# Set task
Produce an exact copy of the lines from the line containing "point like [69,239]." through the last line of the listing below, both ends included, and nothing else.
═════ Supplied material
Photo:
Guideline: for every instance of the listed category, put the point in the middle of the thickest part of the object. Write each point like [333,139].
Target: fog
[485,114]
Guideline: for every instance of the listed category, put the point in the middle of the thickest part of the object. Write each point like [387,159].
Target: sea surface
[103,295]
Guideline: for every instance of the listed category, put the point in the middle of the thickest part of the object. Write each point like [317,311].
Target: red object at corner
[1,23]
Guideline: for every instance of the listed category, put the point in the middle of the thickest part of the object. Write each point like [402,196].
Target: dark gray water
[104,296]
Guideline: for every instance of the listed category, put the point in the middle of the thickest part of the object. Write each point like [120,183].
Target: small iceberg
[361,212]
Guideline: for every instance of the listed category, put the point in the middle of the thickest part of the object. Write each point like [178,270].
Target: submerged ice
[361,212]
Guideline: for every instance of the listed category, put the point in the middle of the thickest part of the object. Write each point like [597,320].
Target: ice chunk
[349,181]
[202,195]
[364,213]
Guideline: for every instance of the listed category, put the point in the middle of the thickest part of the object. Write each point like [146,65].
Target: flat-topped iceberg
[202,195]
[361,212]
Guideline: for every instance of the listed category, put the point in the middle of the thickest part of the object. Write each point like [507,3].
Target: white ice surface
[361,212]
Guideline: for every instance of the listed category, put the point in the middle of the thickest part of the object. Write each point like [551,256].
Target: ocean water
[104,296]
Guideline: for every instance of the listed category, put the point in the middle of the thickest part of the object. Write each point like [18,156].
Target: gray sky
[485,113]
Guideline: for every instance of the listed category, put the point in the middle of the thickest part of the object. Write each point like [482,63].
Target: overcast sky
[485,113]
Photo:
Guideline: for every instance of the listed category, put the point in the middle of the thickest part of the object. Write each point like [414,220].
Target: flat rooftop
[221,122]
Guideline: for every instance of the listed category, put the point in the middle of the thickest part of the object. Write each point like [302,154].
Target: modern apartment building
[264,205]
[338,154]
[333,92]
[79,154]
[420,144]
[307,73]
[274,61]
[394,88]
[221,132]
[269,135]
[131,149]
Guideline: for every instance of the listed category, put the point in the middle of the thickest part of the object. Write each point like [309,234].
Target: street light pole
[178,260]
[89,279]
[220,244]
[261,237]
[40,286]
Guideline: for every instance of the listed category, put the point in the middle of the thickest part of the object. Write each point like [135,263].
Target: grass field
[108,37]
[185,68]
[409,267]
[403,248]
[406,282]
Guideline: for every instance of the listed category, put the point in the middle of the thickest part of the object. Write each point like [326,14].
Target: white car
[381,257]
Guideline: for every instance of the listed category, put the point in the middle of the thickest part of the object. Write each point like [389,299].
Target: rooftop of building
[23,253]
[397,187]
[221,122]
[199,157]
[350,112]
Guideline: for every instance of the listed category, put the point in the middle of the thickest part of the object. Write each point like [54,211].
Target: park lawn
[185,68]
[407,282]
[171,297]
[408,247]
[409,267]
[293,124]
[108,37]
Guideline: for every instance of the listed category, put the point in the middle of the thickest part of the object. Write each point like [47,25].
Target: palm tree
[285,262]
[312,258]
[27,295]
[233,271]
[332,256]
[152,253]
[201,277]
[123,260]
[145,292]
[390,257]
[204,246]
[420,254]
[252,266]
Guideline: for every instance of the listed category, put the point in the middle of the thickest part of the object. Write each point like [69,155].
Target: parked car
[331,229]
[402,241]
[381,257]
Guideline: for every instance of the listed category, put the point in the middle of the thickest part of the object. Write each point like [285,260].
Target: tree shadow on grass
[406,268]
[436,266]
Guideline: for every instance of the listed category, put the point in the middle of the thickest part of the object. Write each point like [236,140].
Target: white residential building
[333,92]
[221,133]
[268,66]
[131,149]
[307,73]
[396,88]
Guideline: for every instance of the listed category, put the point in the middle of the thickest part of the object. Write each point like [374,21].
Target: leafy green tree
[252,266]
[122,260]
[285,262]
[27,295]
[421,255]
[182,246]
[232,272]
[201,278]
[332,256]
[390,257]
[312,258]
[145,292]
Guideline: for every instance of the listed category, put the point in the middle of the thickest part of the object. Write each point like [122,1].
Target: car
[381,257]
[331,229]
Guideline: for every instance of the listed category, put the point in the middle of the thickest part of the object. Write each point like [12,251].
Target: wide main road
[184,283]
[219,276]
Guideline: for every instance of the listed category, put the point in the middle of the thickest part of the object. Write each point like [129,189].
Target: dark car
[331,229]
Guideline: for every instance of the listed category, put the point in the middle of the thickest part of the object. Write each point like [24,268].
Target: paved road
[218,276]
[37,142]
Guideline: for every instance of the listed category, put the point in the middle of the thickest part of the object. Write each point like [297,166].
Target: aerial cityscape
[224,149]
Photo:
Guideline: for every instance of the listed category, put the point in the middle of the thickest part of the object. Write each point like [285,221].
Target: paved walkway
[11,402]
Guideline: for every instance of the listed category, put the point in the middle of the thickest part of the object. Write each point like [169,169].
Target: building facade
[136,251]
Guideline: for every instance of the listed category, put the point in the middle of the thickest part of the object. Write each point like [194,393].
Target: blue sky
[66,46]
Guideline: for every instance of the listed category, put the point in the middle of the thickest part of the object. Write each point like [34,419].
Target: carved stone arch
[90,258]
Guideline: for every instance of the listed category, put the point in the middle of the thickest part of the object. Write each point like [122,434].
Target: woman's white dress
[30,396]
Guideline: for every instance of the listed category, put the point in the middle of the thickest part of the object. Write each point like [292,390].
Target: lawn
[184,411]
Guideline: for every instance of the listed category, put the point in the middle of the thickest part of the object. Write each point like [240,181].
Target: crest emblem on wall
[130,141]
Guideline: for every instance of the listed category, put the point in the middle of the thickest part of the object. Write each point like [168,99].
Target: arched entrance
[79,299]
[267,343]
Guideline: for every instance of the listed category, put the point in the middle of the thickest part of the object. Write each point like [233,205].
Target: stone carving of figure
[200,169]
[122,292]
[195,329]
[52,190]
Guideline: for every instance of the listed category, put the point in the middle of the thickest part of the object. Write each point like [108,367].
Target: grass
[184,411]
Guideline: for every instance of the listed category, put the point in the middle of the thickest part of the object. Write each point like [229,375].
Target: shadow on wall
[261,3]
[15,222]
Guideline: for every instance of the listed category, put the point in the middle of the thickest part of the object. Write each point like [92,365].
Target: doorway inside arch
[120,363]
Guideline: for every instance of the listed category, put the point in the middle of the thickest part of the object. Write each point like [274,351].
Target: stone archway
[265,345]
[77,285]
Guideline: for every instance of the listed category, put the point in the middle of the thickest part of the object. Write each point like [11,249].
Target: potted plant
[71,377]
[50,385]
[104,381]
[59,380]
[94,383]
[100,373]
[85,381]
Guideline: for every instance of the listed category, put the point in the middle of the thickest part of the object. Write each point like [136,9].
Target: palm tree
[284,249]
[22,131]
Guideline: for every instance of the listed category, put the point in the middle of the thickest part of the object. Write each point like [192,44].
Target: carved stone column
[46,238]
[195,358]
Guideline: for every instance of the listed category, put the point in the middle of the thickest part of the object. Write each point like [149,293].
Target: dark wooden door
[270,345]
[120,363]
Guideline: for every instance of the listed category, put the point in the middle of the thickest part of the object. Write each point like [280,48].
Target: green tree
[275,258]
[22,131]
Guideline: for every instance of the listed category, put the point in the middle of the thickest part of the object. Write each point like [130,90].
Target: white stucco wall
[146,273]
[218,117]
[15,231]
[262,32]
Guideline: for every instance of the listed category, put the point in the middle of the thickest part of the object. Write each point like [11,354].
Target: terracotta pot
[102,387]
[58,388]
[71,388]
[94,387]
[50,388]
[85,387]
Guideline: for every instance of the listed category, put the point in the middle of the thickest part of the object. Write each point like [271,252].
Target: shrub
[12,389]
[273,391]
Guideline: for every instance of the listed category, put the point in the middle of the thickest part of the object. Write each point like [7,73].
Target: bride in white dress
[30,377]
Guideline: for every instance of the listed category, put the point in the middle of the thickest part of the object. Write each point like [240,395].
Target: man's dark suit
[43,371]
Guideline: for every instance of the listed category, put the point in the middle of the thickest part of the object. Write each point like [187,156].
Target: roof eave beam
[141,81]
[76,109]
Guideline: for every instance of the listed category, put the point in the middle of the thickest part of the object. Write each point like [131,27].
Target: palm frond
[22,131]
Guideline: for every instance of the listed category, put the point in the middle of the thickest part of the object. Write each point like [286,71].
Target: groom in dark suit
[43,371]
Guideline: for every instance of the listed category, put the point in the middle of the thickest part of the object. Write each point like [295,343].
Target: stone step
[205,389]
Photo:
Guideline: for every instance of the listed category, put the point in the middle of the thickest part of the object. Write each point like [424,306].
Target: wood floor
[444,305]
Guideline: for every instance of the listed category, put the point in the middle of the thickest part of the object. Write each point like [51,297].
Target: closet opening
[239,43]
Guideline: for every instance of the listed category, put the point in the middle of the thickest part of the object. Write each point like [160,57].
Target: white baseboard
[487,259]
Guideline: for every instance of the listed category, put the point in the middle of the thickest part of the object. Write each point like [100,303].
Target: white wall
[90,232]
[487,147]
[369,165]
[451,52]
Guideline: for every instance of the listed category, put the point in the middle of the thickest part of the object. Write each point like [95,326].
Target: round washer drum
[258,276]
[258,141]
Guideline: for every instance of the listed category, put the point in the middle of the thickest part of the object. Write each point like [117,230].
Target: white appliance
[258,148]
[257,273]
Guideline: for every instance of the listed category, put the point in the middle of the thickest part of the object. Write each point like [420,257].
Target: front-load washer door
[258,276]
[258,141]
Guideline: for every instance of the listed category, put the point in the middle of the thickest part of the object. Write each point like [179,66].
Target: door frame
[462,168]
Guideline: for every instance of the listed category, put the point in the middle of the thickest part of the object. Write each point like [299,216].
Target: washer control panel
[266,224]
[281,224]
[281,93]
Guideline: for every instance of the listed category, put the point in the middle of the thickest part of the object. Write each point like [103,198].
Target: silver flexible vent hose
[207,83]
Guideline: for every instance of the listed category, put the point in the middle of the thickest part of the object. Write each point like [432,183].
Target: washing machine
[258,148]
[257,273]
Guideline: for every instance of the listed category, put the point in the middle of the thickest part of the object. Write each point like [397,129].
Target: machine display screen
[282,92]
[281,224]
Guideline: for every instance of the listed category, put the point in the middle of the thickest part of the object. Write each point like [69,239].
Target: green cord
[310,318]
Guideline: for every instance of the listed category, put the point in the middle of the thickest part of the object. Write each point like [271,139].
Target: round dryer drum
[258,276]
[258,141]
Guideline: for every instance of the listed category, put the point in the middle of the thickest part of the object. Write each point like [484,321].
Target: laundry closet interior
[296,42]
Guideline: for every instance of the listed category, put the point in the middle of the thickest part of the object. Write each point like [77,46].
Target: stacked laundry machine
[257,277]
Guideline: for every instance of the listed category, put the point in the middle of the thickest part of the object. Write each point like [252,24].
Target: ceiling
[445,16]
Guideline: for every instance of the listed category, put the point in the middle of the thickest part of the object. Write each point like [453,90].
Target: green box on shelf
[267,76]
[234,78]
══════════
# Result of this task
Guideline: for every instance of the listed category, put the point in the middle of the thickest part of the object. Write each point like [69,239].
Target: green cord
[310,318]
Guideline: for every instance of the listed category, put the point in the middle of the thickest part of the object. Write each point like [271,139].
Target: round dryer drum
[258,276]
[258,141]
Guideline: for every instance of the listed category, put the point in the middle of the thickest part of the object. Write each point like [484,321].
Target: laundry closet interior
[296,42]
Guideline: for every instance of the listed category, put the point in the middle of the thickest part of the object. Write each point like [77,46].
Target: stacked laundry machine
[257,277]
Guideline: for every instance of the listed category, put the point in the middle of the thickest part of the object. Write each point like [252,24].
Target: ceiling
[445,16]
Guideline: for every instance of the listed category, put the point in the middle of the thickest part of the object. Write each point like [453,90].
Target: green box on shelf
[267,76]
[234,78]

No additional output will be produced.